In the records below, find each line containing the word "query" and copy it.

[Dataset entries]
.....

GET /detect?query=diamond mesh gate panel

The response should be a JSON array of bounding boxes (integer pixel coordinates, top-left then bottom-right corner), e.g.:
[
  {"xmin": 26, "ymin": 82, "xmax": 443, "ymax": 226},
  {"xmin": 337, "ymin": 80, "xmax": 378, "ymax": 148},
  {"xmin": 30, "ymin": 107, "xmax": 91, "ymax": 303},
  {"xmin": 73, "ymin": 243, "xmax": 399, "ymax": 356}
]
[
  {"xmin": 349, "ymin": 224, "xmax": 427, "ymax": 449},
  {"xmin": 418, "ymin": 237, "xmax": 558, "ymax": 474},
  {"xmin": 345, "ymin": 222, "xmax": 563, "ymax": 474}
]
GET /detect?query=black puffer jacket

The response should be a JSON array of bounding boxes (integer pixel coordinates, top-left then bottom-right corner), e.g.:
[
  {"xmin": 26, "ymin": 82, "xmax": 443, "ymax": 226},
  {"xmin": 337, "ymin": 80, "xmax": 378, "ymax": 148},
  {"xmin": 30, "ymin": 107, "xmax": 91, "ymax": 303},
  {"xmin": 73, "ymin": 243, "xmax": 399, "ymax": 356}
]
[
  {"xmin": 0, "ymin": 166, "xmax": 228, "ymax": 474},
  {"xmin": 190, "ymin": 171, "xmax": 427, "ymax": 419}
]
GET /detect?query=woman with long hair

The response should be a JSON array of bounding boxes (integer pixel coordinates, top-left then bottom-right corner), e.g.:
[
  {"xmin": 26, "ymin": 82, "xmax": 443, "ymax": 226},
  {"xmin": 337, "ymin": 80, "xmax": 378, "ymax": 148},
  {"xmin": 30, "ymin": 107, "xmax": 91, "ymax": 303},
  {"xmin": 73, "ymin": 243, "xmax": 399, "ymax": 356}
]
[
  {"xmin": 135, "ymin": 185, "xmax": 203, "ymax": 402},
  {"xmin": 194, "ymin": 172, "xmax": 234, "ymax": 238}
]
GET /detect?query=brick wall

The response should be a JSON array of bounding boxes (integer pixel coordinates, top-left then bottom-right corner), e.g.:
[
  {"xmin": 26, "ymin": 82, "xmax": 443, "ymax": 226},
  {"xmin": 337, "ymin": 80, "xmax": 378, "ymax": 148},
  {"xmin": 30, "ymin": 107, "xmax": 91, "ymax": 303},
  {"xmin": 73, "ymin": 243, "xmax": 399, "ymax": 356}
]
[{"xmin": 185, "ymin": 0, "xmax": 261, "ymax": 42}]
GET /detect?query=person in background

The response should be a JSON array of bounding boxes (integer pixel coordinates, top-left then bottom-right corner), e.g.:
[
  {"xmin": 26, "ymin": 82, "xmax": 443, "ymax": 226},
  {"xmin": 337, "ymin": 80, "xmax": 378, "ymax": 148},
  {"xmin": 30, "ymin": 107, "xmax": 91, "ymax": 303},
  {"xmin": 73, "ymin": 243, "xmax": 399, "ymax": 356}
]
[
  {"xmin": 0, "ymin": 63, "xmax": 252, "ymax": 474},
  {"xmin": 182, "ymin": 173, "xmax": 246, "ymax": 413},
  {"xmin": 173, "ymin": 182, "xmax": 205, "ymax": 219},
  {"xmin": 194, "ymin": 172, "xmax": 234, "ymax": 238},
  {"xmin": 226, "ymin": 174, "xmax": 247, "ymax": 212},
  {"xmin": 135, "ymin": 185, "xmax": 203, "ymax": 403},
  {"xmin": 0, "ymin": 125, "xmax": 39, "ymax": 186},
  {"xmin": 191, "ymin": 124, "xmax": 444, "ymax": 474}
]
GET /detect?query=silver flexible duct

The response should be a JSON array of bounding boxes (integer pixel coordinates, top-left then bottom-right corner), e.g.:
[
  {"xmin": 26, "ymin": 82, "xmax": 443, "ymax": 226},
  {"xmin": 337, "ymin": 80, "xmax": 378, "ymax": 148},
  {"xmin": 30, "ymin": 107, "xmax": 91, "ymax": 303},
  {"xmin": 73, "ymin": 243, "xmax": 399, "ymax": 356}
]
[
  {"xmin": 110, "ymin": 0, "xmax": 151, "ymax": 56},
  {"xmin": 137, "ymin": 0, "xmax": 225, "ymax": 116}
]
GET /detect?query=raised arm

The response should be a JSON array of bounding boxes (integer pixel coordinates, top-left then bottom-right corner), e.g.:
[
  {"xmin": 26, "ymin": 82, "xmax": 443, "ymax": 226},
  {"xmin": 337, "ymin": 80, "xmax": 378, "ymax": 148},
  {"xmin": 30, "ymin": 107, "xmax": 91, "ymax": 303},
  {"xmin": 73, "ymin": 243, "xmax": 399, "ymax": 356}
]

.....

Response area:
GET /detect?query=diamond mesh gate panel
GET /detect?query=black puffer jacket
GET /detect?query=woman with long hair
GET /detect?query=brick wall
GET /detect?query=person in background
GET /detect?query=silver flexible duct
GET /detect?query=raised arm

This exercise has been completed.